== Challenges ==
a) Set down verbatim the part of the probability proof that opens with the words containing "[proofplan]" and closes with "yields Chebyshev's inequality.".
b) For each statement below, say yes or no as to whether it agrees with the probability proof, and quote the words of the proof that decide it. (i) Markov's inequality is applied to a non-negative random variable built from the squared deviation of X. (ii) The claim requires Z to have an infinite expectation. (iii) The proof relies on monotonicity of expectation.

== Passage to read ==
— BEGIN —

[proofplan]
We apply Markov's inequality to the non-negative random variable $(X - \mathbb{E}[X])^2$. Markov's inequality gives an upper bound on the probability that a non-negative random variable exceeds a threshold, and specialising to the squared deviation yields Chebyshev's inequality.
[/proofplan]
[step:Establish Markov's inequality for a non-negative random variable]
[claim:Markov's Inequality]
Let $Z \ge 0$ be a random variable with $\mathbb{E}[Z] < \infty$. For any $t > 0$,
\begin{align*}
\mathbb{P}(Z \ge t) \le \frac{\mathbb{E}[Z]}{t}.
\end{align*}
[/claim]
[proof]
Since $Z \ge 0$, we have $Z \ge t \cdot \mathbb{1}_{\{Z \ge t\}}$ (the right side equals $t$ when $Z \ge t$ and $0$ otherwise, so $Z$ dominates it in both cases). Taking expectations of both sides and using monotonicity of expectation:
\begin{align*}
\mathbb{E}[Z] \ge \mathbb{E}[t \cdot \mathbb{1}_{\{Z \ge t\}}] = t \cdot \mathbb{E}[\mathbb{1}_{\{Z \ge t\}}] = t \cdot \mathbb{P}(Z \ge t).

— END —

(Saved data entries)

— BEGIN —

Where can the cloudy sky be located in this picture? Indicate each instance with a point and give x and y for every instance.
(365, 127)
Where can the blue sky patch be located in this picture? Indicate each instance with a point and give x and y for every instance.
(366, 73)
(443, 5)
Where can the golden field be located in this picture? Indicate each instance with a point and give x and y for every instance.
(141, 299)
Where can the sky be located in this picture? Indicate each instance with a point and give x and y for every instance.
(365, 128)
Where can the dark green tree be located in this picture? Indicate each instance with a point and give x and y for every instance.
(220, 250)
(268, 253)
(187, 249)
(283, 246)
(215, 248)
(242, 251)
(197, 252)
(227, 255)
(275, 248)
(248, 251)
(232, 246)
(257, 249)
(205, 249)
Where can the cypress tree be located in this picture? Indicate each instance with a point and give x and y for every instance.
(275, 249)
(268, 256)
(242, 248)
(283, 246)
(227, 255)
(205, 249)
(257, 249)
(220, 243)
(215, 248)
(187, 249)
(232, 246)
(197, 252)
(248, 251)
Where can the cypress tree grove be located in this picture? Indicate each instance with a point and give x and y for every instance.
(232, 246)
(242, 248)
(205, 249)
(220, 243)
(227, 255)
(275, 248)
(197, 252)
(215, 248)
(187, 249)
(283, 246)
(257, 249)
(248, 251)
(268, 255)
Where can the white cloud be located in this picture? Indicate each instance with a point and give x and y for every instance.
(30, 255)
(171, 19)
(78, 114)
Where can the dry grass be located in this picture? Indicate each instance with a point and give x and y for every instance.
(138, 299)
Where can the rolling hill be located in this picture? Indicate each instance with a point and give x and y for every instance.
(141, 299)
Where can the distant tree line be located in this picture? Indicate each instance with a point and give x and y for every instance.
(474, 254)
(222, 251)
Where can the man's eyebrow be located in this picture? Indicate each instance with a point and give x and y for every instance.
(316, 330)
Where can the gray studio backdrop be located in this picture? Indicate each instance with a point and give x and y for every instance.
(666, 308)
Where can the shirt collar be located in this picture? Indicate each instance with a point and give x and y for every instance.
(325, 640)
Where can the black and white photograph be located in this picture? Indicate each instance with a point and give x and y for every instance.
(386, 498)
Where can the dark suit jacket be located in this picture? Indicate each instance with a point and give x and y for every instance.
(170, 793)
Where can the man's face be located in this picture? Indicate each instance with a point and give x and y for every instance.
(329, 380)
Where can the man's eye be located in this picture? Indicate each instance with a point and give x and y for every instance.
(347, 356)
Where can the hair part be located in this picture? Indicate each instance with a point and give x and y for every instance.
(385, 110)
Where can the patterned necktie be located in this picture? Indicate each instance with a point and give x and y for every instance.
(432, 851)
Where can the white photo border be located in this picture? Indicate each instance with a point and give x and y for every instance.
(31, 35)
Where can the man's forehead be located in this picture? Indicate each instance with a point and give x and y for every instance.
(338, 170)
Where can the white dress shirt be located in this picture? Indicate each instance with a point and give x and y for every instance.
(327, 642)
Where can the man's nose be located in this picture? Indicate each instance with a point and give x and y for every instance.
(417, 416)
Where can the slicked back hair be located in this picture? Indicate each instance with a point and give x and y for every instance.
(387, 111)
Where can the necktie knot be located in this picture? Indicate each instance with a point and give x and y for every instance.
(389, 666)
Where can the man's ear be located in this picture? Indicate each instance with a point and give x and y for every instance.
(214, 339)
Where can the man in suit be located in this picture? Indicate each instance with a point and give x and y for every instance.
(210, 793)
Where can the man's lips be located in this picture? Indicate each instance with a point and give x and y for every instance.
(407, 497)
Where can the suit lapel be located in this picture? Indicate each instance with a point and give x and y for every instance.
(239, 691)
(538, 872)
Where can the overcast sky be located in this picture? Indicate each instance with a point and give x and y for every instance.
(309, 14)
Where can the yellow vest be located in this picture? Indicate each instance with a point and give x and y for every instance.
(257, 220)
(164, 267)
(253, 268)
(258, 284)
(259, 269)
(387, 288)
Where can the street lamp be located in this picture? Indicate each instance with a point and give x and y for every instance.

— END —

== Answers provided ==
a)
[proofplan]
We apply Markov's inequality to the non-negative random variable $(X - \mathbb{E}[X])^2$. Markov's inequality gives an upper bound on the probability that a non-negative random variable exceeds a threshold, and specialising to the squared deviation yields Chebyshev's inequality.

b)
(i) Yes: "We apply Markov's inequality to the non-negative random variable $(X - \mathbb{E}[X])^2$."
(ii) No: "Let $Z \ge 0$ be a random variable with $\mathbb{E}[Z] < \infty$."
(iii) Yes: "Taking expectations of both sides and using monotonicity of expectation"